Comment était Sainte-Ménehould après la guerre 14/18, c’est la question que se posait Pierre Moreau, l’artiste qui préparait le spectacle son et lumière du 15 août. Pour répondre, il faut se dire : « Comment était la ville pendant la guerre ? », car il a dû y avoir un changement brutal à la fin des combats.
Sainte-Ménehould était une ville à 20 km du front, une ville de repli, une ville hôpital, une cité de commerce. On retrouve une brève description de la ville dans le livre « La bataille dans la forêt » écrit par jean Lévy, un combattant qui raconte la guerre et les lieux où il est passé, dont l’Argonne.
Jean Lévy ne cite pas Sainte-Ménehould, nommée par lui « Petite ville de X », mais à la description de la rue avec ses deux places, on comprend de quelle ville il s’agit. Sainte-Ménehould était donc, pendant cette guerre, une ville animée, militaire et commerçante. L’auteur osera même en dire que c’est la « Thébaïde des marchands de conserve ».
Fin juillet 1915.
Après quatre mois passés sur une autre partie du front, les hasards de la vie militaire me ramenèrent en Argonne où je suis resté presque tout l’hiver dernier.
Voici la curieuse petite ville de X, la capitale militaire de la contrée. Toujours aussi encombrée, aussi bruyante ; sa grande rue avec une place à chaque bout, où se pressent à toute heure du jour et de la nuit des files de voitures, d’automobiles, de camions ; les trottoirs où quelques rares civils font tache au milieu d’une cohue de soldats.

————————

**Petit exercice**.
Répondez aux questions ci-dessous à partir de l'extrait sur Sainte-Ménehould.
1. À quelle distance du front se trouvait Sainte-Ménehould pendant la guerre ?
2. Sous quel nom Jean Lévy désigne-t-il Sainte-Ménehould dans son livre ?
3. Quelle date figure en tête du passage cité de « La bataille dans la forêt » ?

————————

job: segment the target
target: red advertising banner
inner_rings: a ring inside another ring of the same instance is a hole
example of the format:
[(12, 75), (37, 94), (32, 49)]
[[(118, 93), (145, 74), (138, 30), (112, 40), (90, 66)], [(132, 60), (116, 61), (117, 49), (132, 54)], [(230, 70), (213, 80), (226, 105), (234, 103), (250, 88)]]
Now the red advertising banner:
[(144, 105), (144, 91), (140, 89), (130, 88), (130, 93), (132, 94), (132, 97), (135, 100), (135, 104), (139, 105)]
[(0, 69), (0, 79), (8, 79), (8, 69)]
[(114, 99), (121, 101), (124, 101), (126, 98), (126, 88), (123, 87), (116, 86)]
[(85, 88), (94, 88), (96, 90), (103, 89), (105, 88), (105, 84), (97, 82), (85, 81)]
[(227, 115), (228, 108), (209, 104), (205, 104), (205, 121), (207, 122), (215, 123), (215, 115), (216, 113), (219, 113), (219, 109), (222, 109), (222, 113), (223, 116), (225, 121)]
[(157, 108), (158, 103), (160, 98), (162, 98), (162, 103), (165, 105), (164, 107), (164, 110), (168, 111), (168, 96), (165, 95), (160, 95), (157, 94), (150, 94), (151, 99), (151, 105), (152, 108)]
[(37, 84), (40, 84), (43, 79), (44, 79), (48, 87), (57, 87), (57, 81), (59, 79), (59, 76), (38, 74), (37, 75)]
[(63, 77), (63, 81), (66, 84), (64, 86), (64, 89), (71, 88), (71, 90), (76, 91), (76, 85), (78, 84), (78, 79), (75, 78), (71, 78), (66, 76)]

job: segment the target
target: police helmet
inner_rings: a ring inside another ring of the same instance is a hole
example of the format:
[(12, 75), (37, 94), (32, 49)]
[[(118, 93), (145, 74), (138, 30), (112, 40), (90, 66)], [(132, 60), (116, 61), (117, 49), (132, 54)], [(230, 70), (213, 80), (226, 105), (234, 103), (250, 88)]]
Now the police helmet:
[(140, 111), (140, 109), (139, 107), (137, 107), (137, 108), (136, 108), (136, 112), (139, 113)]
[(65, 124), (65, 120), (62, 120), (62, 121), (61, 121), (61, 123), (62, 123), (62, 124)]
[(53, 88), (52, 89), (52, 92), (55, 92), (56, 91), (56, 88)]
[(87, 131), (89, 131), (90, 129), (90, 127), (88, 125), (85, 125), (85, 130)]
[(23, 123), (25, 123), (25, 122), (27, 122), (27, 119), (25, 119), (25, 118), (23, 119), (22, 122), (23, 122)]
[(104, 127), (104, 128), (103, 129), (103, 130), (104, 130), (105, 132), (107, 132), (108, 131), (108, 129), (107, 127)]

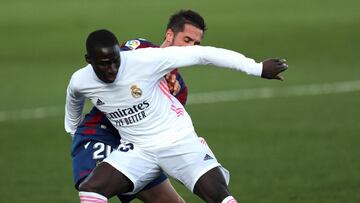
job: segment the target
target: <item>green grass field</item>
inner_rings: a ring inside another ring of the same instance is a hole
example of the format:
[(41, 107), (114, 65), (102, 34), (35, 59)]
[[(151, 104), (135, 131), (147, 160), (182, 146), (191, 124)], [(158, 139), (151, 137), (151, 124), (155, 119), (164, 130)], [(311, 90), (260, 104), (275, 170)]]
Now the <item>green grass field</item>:
[[(359, 1), (2, 0), (0, 5), (0, 202), (79, 202), (63, 106), (70, 75), (85, 64), (88, 33), (108, 28), (120, 41), (142, 37), (159, 44), (168, 16), (181, 8), (205, 17), (204, 45), (258, 61), (284, 57), (290, 66), (285, 82), (213, 68), (183, 70), (190, 100), (202, 92), (308, 87), (297, 96), (187, 106), (198, 134), (230, 170), (233, 195), (252, 203), (360, 202), (360, 88), (308, 92), (311, 84), (360, 80)], [(33, 112), (39, 107), (45, 114)], [(173, 183), (187, 202), (201, 202)]]

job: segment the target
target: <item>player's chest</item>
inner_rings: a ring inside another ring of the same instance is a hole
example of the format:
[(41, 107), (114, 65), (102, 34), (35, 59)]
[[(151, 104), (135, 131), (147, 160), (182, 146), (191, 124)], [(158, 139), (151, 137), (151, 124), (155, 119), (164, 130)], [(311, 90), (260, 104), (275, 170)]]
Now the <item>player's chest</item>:
[(129, 108), (140, 105), (151, 98), (151, 84), (148, 82), (127, 82), (97, 88), (88, 93), (87, 98), (103, 112), (118, 108)]

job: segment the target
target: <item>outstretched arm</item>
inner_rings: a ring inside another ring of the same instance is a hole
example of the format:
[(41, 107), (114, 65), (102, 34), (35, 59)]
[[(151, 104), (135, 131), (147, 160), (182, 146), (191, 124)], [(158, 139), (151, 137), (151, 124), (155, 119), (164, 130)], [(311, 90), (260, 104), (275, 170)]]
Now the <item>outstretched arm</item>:
[(66, 92), (65, 104), (65, 131), (71, 136), (75, 134), (76, 128), (81, 122), (81, 115), (85, 99), (76, 92), (71, 81)]

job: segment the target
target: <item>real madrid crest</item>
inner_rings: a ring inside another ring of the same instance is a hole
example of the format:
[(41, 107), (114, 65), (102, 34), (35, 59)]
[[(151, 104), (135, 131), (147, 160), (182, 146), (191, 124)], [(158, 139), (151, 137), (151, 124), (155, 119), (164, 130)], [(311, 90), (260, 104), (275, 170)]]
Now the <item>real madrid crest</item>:
[(134, 97), (134, 98), (139, 98), (141, 97), (142, 95), (142, 90), (137, 86), (137, 85), (132, 85), (130, 87), (131, 89), (131, 95)]

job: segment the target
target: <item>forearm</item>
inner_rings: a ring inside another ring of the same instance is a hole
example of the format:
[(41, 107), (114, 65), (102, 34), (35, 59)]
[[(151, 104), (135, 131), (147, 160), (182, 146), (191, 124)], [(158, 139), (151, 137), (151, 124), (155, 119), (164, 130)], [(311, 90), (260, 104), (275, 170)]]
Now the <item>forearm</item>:
[(85, 100), (82, 97), (75, 97), (71, 93), (66, 96), (65, 104), (65, 131), (73, 135), (81, 122), (82, 111)]
[(176, 74), (176, 80), (179, 82), (180, 85), (180, 91), (175, 95), (176, 99), (179, 100), (179, 102), (185, 106), (187, 96), (188, 96), (188, 89), (185, 84), (184, 79), (181, 77), (180, 73), (177, 71), (177, 69), (173, 70), (171, 73)]
[(169, 58), (174, 62), (173, 67), (214, 65), (242, 71), (249, 75), (261, 76), (262, 63), (257, 63), (235, 51), (203, 46), (168, 47), (166, 49), (172, 52), (169, 53), (171, 55)]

————————

**Corrigé**.
1. À 20 km du front.
2. « Petite ville de X ».
3. Fin juillet 1915.